Silence and spinning wheels

Parents of LGBTQ children on the Being a Faithful Church process



For many parents of lesbian, gay, bisexual, transgendered and queer (LGBTQ) children, the ongoing Mennonite church’s inclusion discussion brings them back to different points in the last 30 years when similar debates took place. Since then, they say not much has changed for the church as a whole.

Mennonite Church Canada is currently undergoing a discernment period and compiling reflections through the Being a Faithful Church (BFC) process. The current document, BFC 5 provides biblical perspectives on sex, sexuality and faithfulness. MC Canada is asking for congregations to complete responses to submit to the BFC taskforce by February 2014 to aid it in forthcoming recommendations.

Individual and congregational responses are guiding the process, yet some congregations where LGBTQ people and their families attend aren’t participating, choosing to stay silent on the subject.

John and Mary Klassen* have three young adult children who are members of the queer community, an increasingly acceptable way to refer to the LGBT community as a whole; the queer community is reclaiming the term which was once considered a slur.

Their church in Saskatchewan hasn’t engaged in the BFC process and the Klassens do not find it to be a place where they can talk openly about their family or the alienation they face.

“I don’t feel supported on a whole by the church,” says Mary. “On an individual level, yes, but not as a body.”

Instead, the Klassens attend a support group for parents of LGBTQ children. Mennonite families who feel marginalized from their churches are increasingly finding support in self-started support groups.

“It’s a safe place,” says John. “We don’t have to worry. What we talk about there doesn’t go further than that. It has become church for us.”

● **Given problem a**: Translate this sentence from the article about parents of LGBTQ children into Spanish: "Instead, the Klassens attend a support group for parents of LGBTQ children."

● **Information shown**:
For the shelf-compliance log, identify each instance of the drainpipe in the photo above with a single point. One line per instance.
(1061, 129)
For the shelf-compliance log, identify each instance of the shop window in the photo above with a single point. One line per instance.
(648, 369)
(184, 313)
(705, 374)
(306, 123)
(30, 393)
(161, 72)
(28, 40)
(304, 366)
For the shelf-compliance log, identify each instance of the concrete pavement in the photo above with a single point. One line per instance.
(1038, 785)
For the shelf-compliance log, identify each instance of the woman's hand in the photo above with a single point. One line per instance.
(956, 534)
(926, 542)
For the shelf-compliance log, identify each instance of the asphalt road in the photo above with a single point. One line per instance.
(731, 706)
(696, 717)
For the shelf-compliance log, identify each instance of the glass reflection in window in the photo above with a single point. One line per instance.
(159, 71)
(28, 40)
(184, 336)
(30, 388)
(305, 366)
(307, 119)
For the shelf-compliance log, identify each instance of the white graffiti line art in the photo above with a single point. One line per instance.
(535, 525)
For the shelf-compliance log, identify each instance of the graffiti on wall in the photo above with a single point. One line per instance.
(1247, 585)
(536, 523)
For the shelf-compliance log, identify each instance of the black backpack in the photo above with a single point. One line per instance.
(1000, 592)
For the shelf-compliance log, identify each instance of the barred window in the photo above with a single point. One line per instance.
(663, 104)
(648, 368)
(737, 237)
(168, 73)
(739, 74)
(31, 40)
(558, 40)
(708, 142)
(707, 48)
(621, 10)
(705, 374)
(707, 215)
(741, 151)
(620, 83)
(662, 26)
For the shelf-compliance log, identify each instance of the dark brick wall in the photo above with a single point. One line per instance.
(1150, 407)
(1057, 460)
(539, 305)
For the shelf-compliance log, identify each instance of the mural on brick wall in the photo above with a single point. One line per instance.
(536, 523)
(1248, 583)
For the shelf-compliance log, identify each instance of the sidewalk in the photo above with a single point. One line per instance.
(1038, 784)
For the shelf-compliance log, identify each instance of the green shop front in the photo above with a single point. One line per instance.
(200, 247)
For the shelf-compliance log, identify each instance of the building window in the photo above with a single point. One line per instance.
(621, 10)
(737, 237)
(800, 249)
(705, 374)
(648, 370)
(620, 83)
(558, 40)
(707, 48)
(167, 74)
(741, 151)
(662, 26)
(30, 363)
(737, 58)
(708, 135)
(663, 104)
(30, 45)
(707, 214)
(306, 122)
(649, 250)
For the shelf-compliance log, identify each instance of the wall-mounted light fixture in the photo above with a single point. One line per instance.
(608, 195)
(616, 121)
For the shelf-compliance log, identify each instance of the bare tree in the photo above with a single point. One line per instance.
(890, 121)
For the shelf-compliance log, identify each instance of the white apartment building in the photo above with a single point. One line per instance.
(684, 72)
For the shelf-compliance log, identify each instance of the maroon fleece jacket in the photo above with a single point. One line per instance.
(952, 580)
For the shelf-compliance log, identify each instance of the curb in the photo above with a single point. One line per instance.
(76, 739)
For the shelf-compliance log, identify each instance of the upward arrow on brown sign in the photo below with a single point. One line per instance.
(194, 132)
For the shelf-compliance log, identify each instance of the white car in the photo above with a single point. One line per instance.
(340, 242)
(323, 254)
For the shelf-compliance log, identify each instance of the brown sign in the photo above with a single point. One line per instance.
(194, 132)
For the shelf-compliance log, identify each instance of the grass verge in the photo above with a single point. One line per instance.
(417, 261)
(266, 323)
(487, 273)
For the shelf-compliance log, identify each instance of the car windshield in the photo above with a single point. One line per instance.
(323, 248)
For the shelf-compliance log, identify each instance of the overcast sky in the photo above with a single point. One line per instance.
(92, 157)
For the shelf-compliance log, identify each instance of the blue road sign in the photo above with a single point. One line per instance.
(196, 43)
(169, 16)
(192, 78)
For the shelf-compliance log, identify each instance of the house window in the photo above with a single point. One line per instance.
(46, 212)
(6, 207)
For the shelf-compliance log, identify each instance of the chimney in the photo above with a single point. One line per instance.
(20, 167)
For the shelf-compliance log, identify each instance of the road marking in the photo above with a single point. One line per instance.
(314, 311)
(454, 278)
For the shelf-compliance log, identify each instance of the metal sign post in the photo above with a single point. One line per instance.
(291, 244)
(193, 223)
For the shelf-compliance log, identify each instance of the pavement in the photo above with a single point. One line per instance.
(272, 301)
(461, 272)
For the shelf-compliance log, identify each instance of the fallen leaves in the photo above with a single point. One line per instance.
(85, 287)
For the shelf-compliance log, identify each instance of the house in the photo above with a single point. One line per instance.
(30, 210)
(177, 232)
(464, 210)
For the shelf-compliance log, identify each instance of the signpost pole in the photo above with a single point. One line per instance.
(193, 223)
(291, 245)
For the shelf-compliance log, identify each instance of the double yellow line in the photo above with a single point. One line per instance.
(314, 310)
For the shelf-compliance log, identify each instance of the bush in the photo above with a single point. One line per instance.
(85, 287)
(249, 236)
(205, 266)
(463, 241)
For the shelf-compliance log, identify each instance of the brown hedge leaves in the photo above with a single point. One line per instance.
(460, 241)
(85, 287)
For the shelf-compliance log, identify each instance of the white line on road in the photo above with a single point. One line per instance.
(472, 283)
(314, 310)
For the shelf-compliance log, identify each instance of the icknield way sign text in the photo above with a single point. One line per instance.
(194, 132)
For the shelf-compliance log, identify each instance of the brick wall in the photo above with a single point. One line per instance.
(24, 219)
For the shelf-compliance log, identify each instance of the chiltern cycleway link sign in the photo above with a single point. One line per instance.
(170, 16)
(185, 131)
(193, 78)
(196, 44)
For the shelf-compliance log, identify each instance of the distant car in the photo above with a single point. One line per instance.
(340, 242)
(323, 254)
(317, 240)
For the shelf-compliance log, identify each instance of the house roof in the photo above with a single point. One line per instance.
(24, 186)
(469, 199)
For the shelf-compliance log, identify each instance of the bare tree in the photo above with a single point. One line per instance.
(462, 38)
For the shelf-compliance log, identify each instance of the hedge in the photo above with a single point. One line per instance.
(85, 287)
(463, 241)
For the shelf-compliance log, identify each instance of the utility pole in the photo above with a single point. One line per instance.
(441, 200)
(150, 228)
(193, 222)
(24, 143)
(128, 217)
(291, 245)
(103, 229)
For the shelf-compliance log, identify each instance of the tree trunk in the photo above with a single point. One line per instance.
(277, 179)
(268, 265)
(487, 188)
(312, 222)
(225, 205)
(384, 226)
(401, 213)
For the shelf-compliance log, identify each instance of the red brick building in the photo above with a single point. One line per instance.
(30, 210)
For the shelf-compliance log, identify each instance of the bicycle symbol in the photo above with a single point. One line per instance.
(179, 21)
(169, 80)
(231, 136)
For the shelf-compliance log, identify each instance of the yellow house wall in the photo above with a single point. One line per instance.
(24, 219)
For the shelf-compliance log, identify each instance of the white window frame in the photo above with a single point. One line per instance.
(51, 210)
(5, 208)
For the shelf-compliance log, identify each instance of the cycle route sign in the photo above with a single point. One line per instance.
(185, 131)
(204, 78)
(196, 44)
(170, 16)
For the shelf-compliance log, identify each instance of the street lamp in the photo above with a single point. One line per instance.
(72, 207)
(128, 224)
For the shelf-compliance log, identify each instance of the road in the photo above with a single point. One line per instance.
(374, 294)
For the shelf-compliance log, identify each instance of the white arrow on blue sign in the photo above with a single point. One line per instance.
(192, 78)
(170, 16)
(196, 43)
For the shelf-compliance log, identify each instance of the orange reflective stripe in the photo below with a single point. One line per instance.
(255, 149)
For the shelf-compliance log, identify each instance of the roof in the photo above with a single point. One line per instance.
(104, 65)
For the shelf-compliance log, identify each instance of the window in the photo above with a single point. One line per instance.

● **Given problem b**: Rewrite the records starting with the line that contains "of the barred" and going on through the line that contains "(1038, 784)", replacing "shelf-compliance log" with "site-survey log" and keeping everything else the same. Give only those lines.

● **Complete answer a**: En cambio, los Klassen asisten a un grupo de apoyo para padres de hijos LGBTQ.

● **Complete answer b**:
For the site-survey log, identify each instance of the barred window in the photo above with a single point. One line per instance.
(663, 104)
(648, 368)
(737, 237)
(168, 73)
(739, 74)
(31, 40)
(558, 40)
(708, 142)
(707, 48)
(621, 10)
(705, 374)
(707, 215)
(741, 151)
(620, 83)
(662, 26)
For the site-survey log, identify each instance of the dark brick wall in the photo above with a single point. One line per instance.
(1150, 407)
(1057, 460)
(539, 305)
For the site-survey log, identify each instance of the mural on brick wall in the photo above with a single point. One line per instance.
(536, 523)
(1248, 583)
For the site-survey log, identify each instance of the sidewalk in the photo above with a single point. One line per instance.
(1038, 784)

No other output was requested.